--- start of Extracted entries ---

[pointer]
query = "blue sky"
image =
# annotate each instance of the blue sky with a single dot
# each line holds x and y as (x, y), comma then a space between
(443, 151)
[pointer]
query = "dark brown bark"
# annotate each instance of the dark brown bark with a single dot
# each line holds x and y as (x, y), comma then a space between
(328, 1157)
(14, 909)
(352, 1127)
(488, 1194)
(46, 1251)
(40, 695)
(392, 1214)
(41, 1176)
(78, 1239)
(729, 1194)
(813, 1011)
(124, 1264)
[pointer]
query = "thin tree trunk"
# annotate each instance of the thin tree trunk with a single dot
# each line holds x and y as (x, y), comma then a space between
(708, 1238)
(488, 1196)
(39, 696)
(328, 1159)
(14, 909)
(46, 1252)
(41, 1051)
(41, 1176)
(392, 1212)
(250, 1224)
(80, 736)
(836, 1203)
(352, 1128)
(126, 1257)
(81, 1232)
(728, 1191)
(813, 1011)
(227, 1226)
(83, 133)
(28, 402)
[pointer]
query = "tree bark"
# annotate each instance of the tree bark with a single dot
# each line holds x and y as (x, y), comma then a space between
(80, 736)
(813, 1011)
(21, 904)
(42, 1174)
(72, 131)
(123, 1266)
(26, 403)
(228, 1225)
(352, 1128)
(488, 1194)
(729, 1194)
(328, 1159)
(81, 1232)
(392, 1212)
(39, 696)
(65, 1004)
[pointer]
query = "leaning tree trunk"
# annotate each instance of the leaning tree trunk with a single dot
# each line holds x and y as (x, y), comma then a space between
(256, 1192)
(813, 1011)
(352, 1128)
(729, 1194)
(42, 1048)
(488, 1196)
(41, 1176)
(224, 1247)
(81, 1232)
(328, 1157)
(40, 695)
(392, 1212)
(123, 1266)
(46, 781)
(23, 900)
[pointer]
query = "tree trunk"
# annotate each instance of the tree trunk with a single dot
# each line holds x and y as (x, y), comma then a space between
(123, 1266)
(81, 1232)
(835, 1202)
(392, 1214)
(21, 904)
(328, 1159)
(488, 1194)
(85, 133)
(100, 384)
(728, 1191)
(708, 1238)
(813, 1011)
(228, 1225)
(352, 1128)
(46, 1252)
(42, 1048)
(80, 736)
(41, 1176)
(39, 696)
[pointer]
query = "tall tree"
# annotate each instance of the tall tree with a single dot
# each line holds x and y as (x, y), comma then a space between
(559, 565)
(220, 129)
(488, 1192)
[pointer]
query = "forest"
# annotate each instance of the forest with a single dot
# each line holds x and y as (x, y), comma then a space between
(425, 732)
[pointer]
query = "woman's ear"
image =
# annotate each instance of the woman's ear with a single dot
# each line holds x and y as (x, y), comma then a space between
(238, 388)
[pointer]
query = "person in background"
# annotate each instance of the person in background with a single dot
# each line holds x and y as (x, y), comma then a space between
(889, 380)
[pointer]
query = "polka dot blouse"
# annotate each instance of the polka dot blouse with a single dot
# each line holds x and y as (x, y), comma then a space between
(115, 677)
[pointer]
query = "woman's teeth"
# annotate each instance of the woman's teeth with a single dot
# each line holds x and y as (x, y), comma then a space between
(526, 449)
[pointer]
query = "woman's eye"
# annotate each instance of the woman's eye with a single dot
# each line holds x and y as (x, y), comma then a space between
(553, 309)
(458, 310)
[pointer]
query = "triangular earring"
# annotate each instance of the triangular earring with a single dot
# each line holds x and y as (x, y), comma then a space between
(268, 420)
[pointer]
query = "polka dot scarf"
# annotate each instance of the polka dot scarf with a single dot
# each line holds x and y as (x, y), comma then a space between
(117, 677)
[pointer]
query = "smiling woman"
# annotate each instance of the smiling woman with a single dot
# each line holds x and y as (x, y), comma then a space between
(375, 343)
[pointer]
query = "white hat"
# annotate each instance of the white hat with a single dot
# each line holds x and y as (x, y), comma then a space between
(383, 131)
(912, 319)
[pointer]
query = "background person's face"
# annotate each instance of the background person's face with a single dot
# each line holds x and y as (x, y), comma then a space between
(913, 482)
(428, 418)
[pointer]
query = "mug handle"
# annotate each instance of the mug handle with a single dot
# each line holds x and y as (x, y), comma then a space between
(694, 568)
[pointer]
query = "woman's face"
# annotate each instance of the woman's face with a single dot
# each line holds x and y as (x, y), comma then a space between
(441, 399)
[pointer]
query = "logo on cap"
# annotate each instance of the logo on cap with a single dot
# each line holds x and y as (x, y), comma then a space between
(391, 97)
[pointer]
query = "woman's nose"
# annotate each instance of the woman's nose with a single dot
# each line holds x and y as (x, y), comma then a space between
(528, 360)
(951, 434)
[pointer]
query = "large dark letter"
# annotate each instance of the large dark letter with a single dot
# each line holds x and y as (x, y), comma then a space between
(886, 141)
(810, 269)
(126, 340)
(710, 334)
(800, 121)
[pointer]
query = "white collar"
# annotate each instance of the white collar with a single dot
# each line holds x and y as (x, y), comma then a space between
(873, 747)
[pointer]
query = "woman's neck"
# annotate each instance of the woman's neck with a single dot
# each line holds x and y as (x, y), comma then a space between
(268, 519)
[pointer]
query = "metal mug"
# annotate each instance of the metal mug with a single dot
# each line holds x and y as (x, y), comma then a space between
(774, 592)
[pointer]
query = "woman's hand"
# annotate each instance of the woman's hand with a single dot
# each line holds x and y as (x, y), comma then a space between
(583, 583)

--- end of Extracted entries ---

■ **What you have to do**:
Extract each entry in full and write it down exactly.

■ **Task response**:
[pointer]
query = "blue sky"
image =
# annotate each instance of the blue sky with a single dot
# each line holds x and y as (x, y), comma then a space between
(443, 151)
[pointer]
query = "dark brown bark"
# annotate each instance of the dark brown bark with a single dot
# each line holds x and y as (x, y), comma then a space between
(328, 1157)
(14, 909)
(352, 1127)
(488, 1194)
(46, 1251)
(40, 695)
(392, 1214)
(41, 1176)
(78, 1239)
(729, 1194)
(813, 1011)
(124, 1264)
[pointer]
query = "thin tree trunk"
# annotate each instance of the thin tree trunk with a single dot
# each line holds x and y as (x, y), comma then a space between
(708, 1238)
(488, 1196)
(39, 696)
(328, 1159)
(14, 909)
(46, 1252)
(41, 1051)
(41, 1176)
(392, 1212)
(250, 1224)
(80, 736)
(836, 1203)
(352, 1128)
(126, 1257)
(81, 1232)
(728, 1191)
(813, 1011)
(227, 1226)
(83, 133)
(28, 402)
[pointer]
query = "tree bark"
# annotate each instance of the tree bark with a single dot
# each line holds x and y as (x, y), comma then a space between
(80, 736)
(813, 1011)
(21, 904)
(42, 1174)
(72, 131)
(123, 1266)
(26, 403)
(228, 1225)
(352, 1128)
(488, 1194)
(729, 1194)
(328, 1159)
(81, 1232)
(392, 1212)
(39, 696)
(65, 1004)
[pointer]
query = "leaning tree trunk"
# annotate each instance of the leaning tree trunk with a single dot
# each line holds x and y as (x, y), comma then a space between
(256, 1192)
(813, 1011)
(352, 1128)
(729, 1194)
(42, 1048)
(488, 1196)
(41, 1176)
(224, 1247)
(81, 1232)
(328, 1157)
(40, 695)
(392, 1212)
(123, 1266)
(46, 781)
(23, 900)
[pointer]
query = "tree trunk"
# annotate each instance of the tree trunk with a single dot
# each line holds x and y as (x, y), comma then a space between
(123, 1266)
(81, 1232)
(835, 1202)
(392, 1214)
(21, 904)
(328, 1159)
(488, 1194)
(85, 133)
(100, 384)
(728, 1191)
(708, 1238)
(813, 1011)
(228, 1225)
(352, 1128)
(46, 1252)
(42, 1048)
(80, 736)
(41, 1176)
(39, 696)
[pointer]
query = "tall tree"
# annotate each instance of the tall tree with a single dot
# each line holds x and y as (x, y), comma then a space between
(559, 565)
(220, 129)
(488, 1192)
[pointer]
query = "forest"
# annotate each instance of the forest with a single dot
# each line holds x and y as (x, y), comma then a space between
(425, 732)
[pointer]
query = "woman's ear"
image =
# annotate each instance of the woman's ear with a single dot
# each line holds x and y as (x, y), comma then a space between
(238, 388)
[pointer]
query = "person in background"
# annotate each instance of the person in background with a single dot
# each line holds x and y as (x, y), comma then a space between
(889, 380)
[pointer]
query = "polka dot blouse"
# annotate each instance of the polka dot blouse with a single dot
# each line holds x and y as (x, y), comma then a space between
(115, 677)
[pointer]
query = "woman's teeth"
# annotate each instance of the woman's teeth with a single dot
# each line holds x and y as (x, y), comma then a space between
(526, 449)
[pointer]
query = "woman's eye"
# annotate each instance of the woman's eye with a single dot
# each line holds x and y as (x, y), comma then a space between
(553, 309)
(458, 310)
[pointer]
query = "triangular earring"
# annotate each instance of the triangular earring with a single dot
# each line holds x and y as (x, y), comma then a space between
(268, 420)
[pointer]
query = "polka dot scarf"
# annotate each instance of the polka dot scarf with a single dot
# each line holds x and y as (x, y), comma then a space between
(117, 677)
[pointer]
query = "smiling woman"
# annotate each instance of the smiling woman with a single dot
# each line holds x and y as (x, y), comma then a space between
(375, 343)
[pointer]
query = "white hat"
# annotate each instance of the white hat with a single dot
# each line holds x and y as (x, y), comma then a space between
(383, 131)
(912, 319)
[pointer]
query = "background person's face"
# annotate each instance of the background person's face with a single dot
# each line holds x and y as (x, y), comma then a space between
(913, 482)
(428, 418)
[pointer]
query = "mug handle"
# annotate each instance of the mug handle with a single dot
# each line holds x and y as (x, y), comma then a space between
(694, 568)
[pointer]
query = "woman's face"
# annotate each instance of the woman's face with a single dot
# each line holds x and y as (x, y), comma then a space between
(441, 399)
[pointer]
query = "logo on cap"
# annotate each instance of the logo on cap with a single dot
# each line holds x and y as (x, y), comma then a space between
(391, 97)
[pointer]
query = "woman's nose"
# annotate each instance of the woman's nose with a single dot
# each line holds x and y as (x, y), comma then a space between
(528, 360)
(951, 434)
[pointer]
query = "large dark letter"
# annotate each instance of the large dark letter with a single dot
# each line holds x and y as (x, y), comma then a space between
(886, 141)
(810, 269)
(126, 340)
(710, 334)
(800, 121)
[pointer]
query = "white collar"
# annotate each instance of the white collar with a single dot
# each line holds x and y as (x, y), comma then a space between
(873, 747)
[pointer]
query = "woman's neck"
# annotate each instance of the woman's neck with a single dot
# each line holds x and y as (x, y), comma then a space between
(268, 519)
[pointer]
query = "metal mug"
# annotate each instance of the metal mug with a single dot
# each line holds x and y as (x, y), comma then a space between
(774, 592)
[pointer]
query = "woman's hand"
# annotate each instance of the woman's hand with a single dot
# each line holds x and y as (x, y), comma then a space between
(583, 583)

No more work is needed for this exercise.